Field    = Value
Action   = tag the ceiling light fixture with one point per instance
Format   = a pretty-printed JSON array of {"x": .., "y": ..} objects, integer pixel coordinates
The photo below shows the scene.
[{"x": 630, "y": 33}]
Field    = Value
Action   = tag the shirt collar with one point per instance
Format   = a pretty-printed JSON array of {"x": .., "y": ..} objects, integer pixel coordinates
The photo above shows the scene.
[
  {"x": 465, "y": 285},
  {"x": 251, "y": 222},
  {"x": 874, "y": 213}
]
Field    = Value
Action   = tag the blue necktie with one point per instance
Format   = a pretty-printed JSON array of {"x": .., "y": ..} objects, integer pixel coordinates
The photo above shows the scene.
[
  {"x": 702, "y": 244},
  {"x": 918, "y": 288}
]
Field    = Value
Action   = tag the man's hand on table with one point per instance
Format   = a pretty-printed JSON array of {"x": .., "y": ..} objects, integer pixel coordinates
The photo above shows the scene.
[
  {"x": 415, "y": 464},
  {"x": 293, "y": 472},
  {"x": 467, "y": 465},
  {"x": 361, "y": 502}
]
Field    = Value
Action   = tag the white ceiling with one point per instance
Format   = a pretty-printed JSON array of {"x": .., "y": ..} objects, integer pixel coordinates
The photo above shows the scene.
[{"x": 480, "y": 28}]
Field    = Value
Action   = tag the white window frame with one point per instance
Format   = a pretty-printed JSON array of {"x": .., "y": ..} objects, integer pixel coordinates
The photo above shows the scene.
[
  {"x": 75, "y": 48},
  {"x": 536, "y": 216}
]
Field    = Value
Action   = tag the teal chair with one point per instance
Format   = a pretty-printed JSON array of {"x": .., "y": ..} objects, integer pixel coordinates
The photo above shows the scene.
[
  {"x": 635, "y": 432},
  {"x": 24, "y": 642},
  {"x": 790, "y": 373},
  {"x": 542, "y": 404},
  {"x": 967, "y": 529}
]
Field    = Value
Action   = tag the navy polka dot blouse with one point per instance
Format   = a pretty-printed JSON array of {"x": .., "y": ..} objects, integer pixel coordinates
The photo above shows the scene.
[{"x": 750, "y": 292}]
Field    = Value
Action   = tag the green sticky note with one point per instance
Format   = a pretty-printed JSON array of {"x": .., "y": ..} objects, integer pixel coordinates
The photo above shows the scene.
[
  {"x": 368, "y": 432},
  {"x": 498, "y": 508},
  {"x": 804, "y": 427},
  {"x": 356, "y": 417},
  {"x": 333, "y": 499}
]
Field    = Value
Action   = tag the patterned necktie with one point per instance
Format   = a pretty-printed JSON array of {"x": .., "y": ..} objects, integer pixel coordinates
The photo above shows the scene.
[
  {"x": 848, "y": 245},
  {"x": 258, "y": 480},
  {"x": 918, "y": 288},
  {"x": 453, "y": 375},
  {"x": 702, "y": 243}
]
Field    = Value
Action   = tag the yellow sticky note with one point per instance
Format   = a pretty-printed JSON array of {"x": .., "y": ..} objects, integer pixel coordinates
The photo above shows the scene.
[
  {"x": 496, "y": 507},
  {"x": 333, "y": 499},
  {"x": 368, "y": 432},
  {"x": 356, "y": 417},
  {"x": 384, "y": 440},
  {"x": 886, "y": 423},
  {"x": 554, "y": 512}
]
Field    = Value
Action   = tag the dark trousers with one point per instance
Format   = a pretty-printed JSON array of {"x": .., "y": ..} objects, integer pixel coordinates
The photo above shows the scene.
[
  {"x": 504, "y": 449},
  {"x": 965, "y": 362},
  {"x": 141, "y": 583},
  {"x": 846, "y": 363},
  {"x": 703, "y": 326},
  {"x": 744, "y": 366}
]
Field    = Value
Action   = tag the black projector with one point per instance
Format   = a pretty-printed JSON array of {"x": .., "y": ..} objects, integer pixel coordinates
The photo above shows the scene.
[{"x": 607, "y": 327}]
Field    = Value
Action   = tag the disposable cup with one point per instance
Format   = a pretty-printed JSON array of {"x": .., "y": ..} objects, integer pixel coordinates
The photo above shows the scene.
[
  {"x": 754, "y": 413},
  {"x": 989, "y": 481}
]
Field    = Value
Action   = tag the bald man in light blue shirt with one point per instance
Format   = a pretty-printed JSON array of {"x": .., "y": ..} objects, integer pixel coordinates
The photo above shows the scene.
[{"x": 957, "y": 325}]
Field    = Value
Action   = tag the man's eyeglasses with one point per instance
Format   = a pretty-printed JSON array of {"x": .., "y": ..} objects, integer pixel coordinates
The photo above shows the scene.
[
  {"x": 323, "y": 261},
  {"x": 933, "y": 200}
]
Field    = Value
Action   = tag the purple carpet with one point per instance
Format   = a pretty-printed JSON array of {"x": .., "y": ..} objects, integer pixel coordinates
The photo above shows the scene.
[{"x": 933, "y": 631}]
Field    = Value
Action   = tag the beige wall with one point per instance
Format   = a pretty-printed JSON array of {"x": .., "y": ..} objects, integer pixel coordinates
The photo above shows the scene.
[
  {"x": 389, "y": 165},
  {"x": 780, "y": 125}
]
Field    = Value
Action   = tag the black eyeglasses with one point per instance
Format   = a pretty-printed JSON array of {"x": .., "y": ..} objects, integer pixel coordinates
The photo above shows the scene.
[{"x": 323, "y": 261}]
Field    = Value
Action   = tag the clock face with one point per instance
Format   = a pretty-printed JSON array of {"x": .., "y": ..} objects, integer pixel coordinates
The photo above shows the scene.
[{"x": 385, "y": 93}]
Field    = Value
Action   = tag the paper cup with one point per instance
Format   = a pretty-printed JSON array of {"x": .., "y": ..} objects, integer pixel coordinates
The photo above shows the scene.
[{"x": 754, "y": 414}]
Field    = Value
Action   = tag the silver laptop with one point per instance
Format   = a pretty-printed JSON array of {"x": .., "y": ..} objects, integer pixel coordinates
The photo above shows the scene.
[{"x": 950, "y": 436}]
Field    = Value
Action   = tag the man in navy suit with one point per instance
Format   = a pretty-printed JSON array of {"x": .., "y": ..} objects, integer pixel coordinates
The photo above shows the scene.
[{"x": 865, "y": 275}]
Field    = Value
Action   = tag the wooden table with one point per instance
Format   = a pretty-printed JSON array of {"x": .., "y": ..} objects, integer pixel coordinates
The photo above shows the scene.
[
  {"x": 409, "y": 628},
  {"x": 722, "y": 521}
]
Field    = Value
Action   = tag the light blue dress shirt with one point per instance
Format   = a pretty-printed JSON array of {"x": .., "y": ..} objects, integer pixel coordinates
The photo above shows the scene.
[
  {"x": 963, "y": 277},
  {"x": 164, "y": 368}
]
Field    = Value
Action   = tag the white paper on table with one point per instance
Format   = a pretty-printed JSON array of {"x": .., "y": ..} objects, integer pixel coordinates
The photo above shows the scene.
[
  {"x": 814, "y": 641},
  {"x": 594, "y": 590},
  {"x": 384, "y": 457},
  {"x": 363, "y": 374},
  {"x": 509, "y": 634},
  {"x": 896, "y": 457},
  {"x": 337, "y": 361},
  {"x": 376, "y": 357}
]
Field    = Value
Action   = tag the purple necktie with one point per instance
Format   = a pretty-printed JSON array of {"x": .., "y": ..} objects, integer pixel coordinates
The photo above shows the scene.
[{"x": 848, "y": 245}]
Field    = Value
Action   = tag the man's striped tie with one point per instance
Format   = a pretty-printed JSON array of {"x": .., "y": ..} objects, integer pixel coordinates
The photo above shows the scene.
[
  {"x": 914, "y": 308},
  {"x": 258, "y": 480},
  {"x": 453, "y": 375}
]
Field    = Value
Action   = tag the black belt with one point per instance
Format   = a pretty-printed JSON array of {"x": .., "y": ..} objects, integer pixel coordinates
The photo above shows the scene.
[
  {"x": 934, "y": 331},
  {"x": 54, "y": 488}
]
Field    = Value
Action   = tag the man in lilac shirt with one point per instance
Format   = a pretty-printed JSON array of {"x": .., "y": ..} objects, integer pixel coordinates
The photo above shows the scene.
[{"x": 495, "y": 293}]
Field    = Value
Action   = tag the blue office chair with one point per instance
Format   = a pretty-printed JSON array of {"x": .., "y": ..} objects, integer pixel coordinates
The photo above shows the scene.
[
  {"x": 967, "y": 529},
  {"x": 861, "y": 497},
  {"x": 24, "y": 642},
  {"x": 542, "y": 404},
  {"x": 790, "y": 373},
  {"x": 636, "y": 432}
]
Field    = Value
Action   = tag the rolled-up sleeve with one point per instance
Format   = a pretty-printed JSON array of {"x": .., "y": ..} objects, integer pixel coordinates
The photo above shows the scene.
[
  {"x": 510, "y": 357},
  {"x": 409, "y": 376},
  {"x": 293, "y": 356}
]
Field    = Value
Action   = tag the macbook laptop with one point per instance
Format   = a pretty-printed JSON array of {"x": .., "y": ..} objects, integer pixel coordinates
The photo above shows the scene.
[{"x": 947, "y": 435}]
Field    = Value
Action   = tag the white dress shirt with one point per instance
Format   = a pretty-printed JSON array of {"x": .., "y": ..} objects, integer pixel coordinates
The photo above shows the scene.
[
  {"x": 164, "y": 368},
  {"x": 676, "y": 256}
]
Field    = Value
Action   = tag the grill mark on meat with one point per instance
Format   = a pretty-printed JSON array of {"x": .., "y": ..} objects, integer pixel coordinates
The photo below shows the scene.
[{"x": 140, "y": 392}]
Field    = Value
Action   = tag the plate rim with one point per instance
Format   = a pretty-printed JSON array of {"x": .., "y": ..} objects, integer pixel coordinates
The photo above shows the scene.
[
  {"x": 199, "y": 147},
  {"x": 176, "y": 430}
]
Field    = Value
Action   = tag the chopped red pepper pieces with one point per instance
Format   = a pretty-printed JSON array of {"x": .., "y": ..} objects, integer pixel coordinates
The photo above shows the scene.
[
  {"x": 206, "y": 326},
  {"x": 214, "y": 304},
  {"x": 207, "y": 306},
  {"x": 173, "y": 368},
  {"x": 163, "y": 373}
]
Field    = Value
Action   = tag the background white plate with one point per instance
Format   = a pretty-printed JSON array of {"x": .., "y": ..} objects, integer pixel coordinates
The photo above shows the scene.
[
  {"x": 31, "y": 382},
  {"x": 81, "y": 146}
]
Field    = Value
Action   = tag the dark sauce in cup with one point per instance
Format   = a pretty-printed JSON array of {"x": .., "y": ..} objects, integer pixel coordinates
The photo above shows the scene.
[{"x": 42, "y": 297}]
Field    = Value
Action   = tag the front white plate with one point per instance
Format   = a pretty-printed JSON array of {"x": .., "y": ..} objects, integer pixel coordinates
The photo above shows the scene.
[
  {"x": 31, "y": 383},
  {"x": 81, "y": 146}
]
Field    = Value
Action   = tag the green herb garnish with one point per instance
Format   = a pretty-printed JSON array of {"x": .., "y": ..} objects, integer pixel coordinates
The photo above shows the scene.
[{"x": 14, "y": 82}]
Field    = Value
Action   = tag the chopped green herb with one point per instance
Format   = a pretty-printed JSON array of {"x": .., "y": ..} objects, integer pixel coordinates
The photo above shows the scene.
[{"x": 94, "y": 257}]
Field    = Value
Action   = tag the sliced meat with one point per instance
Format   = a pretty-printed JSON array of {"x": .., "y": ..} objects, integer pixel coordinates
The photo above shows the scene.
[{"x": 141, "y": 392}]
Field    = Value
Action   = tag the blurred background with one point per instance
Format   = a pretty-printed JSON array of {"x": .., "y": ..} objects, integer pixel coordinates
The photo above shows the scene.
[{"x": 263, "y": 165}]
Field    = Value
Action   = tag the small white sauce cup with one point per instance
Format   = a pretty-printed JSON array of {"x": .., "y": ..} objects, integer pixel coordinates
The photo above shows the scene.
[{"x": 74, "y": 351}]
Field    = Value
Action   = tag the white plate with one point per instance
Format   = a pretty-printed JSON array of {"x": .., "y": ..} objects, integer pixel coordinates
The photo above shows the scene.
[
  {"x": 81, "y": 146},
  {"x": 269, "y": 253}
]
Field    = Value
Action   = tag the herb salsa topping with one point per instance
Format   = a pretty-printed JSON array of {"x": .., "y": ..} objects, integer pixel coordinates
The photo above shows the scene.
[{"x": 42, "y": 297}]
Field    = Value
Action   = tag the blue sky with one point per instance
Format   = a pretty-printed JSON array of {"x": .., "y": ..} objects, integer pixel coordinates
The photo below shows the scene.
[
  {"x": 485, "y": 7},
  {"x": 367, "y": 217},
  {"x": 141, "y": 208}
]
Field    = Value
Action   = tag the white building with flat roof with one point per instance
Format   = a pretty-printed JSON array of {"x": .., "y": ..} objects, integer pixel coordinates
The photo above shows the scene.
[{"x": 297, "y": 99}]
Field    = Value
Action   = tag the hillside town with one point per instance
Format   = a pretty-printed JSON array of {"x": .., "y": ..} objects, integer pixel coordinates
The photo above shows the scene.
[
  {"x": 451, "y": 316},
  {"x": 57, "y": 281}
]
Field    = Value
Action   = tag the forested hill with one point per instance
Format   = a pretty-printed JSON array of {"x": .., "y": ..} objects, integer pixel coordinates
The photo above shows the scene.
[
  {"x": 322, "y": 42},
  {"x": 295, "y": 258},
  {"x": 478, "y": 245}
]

▶ _EXERCISE INSTRUCTIONS_: In the entries above, which lines hold the word "background"? Copy them out.

▶ _FINISHED TASK_:
Action   = tag the background white plate with one point per instance
Action   = tag the blurred background with one point per instance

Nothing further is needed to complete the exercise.